Exercise aim:
An exact reproduction of each record is required.

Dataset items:

-.-.-

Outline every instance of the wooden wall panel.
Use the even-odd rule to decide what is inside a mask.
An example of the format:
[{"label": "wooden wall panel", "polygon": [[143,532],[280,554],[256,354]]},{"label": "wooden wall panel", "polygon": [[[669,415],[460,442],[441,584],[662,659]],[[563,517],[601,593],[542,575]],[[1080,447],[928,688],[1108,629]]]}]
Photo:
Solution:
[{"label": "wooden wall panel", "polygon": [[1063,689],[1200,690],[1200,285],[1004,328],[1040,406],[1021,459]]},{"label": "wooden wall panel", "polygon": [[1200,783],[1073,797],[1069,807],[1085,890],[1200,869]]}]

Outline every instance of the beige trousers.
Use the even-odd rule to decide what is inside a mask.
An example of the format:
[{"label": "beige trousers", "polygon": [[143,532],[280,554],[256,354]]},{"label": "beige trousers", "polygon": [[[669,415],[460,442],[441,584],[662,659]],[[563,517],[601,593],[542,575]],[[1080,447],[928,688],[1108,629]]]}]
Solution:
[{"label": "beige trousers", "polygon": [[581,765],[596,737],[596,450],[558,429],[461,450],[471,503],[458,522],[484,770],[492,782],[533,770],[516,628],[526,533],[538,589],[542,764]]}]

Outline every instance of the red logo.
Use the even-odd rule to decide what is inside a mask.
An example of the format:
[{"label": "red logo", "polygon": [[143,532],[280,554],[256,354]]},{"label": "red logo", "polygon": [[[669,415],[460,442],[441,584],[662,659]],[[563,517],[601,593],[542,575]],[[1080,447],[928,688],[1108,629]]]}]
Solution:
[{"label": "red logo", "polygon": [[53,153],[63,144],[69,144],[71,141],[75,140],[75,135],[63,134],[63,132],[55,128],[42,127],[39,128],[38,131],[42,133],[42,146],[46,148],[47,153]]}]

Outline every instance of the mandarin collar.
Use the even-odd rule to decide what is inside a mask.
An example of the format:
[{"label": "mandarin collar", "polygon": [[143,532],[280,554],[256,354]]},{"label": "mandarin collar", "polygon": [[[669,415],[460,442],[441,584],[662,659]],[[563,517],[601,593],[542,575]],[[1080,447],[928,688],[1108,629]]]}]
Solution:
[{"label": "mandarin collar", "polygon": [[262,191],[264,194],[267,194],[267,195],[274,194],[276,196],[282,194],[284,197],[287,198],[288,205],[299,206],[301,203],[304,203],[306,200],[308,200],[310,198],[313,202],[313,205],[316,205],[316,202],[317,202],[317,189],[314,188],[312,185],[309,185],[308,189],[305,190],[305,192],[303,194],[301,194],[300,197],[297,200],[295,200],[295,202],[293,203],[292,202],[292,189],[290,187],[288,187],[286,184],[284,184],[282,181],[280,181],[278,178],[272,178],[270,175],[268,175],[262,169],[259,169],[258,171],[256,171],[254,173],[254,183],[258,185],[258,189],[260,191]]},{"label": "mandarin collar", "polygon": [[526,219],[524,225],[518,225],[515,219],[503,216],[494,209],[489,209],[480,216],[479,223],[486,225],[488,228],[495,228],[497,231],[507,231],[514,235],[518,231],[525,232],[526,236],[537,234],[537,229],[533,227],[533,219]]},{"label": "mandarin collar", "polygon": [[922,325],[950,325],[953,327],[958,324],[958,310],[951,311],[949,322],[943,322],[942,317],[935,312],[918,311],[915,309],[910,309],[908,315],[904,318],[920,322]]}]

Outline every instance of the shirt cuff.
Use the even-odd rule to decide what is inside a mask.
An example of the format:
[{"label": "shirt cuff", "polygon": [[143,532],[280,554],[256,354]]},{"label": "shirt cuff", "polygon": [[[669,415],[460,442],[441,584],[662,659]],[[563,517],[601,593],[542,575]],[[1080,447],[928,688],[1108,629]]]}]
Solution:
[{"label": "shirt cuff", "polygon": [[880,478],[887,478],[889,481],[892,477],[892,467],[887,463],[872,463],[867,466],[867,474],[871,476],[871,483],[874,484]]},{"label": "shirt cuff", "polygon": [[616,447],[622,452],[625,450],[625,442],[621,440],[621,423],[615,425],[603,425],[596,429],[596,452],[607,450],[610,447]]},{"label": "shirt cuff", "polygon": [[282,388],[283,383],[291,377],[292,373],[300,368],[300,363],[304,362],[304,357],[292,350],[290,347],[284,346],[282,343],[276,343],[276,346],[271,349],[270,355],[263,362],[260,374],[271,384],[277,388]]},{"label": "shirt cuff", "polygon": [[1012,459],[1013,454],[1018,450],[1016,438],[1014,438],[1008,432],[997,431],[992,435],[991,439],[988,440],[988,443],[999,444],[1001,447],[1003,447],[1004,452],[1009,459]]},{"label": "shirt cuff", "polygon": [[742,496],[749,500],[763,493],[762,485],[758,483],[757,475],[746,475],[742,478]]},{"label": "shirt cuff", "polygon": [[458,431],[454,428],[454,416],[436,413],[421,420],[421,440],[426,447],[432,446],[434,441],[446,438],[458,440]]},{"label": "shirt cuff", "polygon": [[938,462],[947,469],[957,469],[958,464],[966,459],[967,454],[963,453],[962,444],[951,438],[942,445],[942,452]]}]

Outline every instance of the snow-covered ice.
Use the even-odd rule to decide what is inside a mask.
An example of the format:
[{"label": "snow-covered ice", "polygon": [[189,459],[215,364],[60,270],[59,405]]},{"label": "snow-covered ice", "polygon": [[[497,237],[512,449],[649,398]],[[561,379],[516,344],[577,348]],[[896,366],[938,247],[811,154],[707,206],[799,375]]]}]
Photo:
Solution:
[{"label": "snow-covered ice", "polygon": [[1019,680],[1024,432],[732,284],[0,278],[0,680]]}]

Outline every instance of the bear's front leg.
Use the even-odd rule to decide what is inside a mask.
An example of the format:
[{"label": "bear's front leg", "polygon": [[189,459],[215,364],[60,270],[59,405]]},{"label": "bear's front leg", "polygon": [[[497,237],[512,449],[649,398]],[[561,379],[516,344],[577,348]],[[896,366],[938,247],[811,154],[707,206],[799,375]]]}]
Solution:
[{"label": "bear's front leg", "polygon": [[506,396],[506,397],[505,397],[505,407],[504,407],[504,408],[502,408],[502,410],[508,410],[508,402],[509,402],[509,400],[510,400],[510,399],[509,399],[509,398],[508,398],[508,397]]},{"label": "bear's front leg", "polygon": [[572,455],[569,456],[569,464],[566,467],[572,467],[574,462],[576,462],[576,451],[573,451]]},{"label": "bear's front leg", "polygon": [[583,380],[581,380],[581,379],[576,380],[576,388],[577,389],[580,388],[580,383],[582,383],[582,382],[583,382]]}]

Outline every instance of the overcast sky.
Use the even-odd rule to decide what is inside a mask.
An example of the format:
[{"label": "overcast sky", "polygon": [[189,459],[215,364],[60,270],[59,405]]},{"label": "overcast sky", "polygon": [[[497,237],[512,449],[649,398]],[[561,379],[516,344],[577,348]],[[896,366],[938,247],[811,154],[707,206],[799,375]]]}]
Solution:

-.-.-

Expected answer:
Outline every instance of the wooden wall panel.
Use the even-odd rule to decide what is inside a mask.
An example of the format:
[{"label": "wooden wall panel", "polygon": [[143,532],[280,554],[256,354]]},{"label": "wooden wall panel", "polygon": [[[669,415],[460,442],[441,584],[662,659]],[[563,517],[601,593],[542,575]],[[1080,447],[928,688],[1108,629]]]}]
Photo:
Solution:
[{"label": "wooden wall panel", "polygon": [[1063,689],[1200,690],[1200,285],[1004,328],[1040,406],[1021,459]]},{"label": "wooden wall panel", "polygon": [[1200,783],[1073,797],[1069,807],[1085,890],[1200,869]]}]

Outline every instance of the beige trousers.
Use the even-odd rule to decide what is inside a mask.
An example of the format:
[{"label": "beige trousers", "polygon": [[143,532],[280,554],[256,354]]},{"label": "beige trousers", "polygon": [[[669,415],[460,442],[441,584],[662,659]],[[563,517],[601,593],[542,575]],[[1080,447],[928,688],[1108,629]]]}]
Solution:
[{"label": "beige trousers", "polygon": [[581,765],[596,737],[596,450],[558,429],[461,450],[471,503],[458,522],[484,770],[492,782],[533,770],[516,628],[526,533],[538,589],[542,764]]}]

Outline every instance of the red logo.
Use the even-odd rule to decide what is inside a mask.
An example of the format:
[{"label": "red logo", "polygon": [[143,532],[280,554],[256,354]]},{"label": "red logo", "polygon": [[[669,415],[460,442],[441,584],[662,659]],[[563,517],[601,593],[542,575]],[[1080,447],[928,688],[1108,629]]]}]
Solution:
[{"label": "red logo", "polygon": [[53,153],[63,144],[69,144],[71,141],[75,140],[75,135],[63,134],[63,132],[55,128],[42,127],[39,128],[38,131],[42,133],[42,146],[46,148],[47,153]]}]

Outline every instance of the mandarin collar.
Use the even-odd rule to decide what is inside a mask.
An example of the format:
[{"label": "mandarin collar", "polygon": [[143,532],[280,554],[256,354]]},{"label": "mandarin collar", "polygon": [[[669,415],[460,442],[441,584],[662,659]],[[563,517],[601,593],[542,575]],[[1080,447],[928,688],[1108,629]]]}]
Solution:
[{"label": "mandarin collar", "polygon": [[262,191],[264,194],[267,194],[267,195],[274,194],[276,196],[282,194],[284,197],[287,198],[288,205],[299,206],[301,203],[304,203],[306,200],[308,200],[310,198],[313,202],[313,205],[316,205],[316,202],[317,202],[317,189],[314,188],[312,185],[309,185],[308,189],[305,190],[305,192],[303,194],[301,194],[300,197],[297,200],[295,200],[295,202],[293,203],[292,202],[292,189],[290,187],[288,187],[286,184],[284,184],[282,181],[280,181],[278,178],[272,178],[270,175],[268,175],[262,169],[259,169],[258,171],[256,171],[254,173],[254,183],[258,185],[258,189],[260,191]]},{"label": "mandarin collar", "polygon": [[526,219],[524,225],[518,225],[515,219],[503,216],[494,209],[489,209],[480,216],[479,223],[486,225],[488,228],[495,228],[497,231],[507,231],[514,235],[518,231],[525,232],[526,236],[537,234],[537,229],[533,227],[533,219]]},{"label": "mandarin collar", "polygon": [[922,325],[950,325],[953,327],[958,324],[958,310],[951,311],[949,322],[943,322],[942,317],[935,312],[918,311],[915,309],[910,309],[908,315],[904,318],[920,322]]}]

Outline every instance of the shirt cuff.
Use the even-odd rule to decide what is inside a mask.
An example of the format:
[{"label": "shirt cuff", "polygon": [[143,532],[280,554],[256,354]]},{"label": "shirt cuff", "polygon": [[[669,415],[460,442],[441,584],[662,659]],[[563,517],[601,593],[542,575]],[[1080,447],[928,688],[1108,629]]]}]
Solution:
[{"label": "shirt cuff", "polygon": [[880,478],[887,478],[889,481],[892,477],[892,467],[887,463],[872,463],[867,466],[867,474],[871,476],[871,483],[874,484]]},{"label": "shirt cuff", "polygon": [[616,447],[622,452],[625,450],[625,442],[621,440],[621,423],[615,425],[603,425],[596,429],[596,452],[607,450],[610,447]]},{"label": "shirt cuff", "polygon": [[282,388],[283,383],[291,377],[292,373],[300,368],[300,363],[304,362],[304,357],[292,350],[290,347],[284,346],[282,343],[276,343],[276,346],[271,349],[270,355],[263,362],[260,374],[271,384],[277,388]]},{"label": "shirt cuff", "polygon": [[1012,459],[1013,454],[1018,450],[1016,438],[1014,438],[1008,432],[997,431],[992,435],[991,439],[988,440],[988,443],[999,444],[1001,447],[1003,447],[1004,452],[1009,459]]},{"label": "shirt cuff", "polygon": [[742,496],[749,500],[763,493],[762,485],[758,483],[757,475],[746,475],[742,478]]},{"label": "shirt cuff", "polygon": [[458,431],[454,428],[454,416],[436,413],[421,420],[421,440],[426,447],[432,446],[434,441],[446,438],[458,440]]},{"label": "shirt cuff", "polygon": [[938,462],[947,469],[957,469],[958,464],[966,459],[967,454],[963,453],[962,444],[951,438],[942,445],[942,452]]}]

Outline every instance of the snow-covered ice.
Use the even-odd rule to decide what is inside a mask.
An example of the format:
[{"label": "snow-covered ice", "polygon": [[189,459],[215,364],[60,270],[59,405]]},{"label": "snow-covered ice", "polygon": [[[497,237],[512,449],[649,398]],[[561,379],[516,344],[577,348]],[[896,366],[938,247],[811,154],[707,206],[799,375]]]}]
Photo:
Solution:
[{"label": "snow-covered ice", "polygon": [[1019,680],[1024,432],[732,284],[0,278],[0,680]]}]

Outline every instance of the bear's front leg.
Use the even-odd rule to decide what is inside a mask.
An example of the format:
[{"label": "bear's front leg", "polygon": [[189,459],[215,364],[60,270],[59,405]]},{"label": "bear's front leg", "polygon": [[[497,237],[512,449],[649,398]],[[561,379],[516,344],[577,348]],[[896,366],[938,247],[811,154],[707,206],[799,375]]]}]
Solution:
[{"label": "bear's front leg", "polygon": [[506,396],[506,397],[505,397],[505,407],[504,407],[504,408],[502,408],[502,410],[508,410],[508,402],[509,402],[509,400],[510,400],[510,399],[509,399],[509,398],[508,398],[508,397]]},{"label": "bear's front leg", "polygon": [[572,455],[569,456],[569,464],[566,467],[572,467],[574,462],[576,462],[576,451],[573,451]]},{"label": "bear's front leg", "polygon": [[583,380],[581,380],[581,379],[576,380],[576,388],[577,389],[580,388],[580,383],[582,383],[582,382],[583,382]]}]

Outline every instance of the overcast sky.
Use the even-odd rule to decide what is inside a mask.
An example of the format:
[{"label": "overcast sky", "polygon": [[189,459],[215,364],[60,270],[59,405]]},{"label": "overcast sky", "polygon": [[[497,237],[512,449],[649,398]],[[561,379],[516,344],[577,348]],[[896,366],[938,247],[811,154],[707,206],[799,375]]]}]
Solution:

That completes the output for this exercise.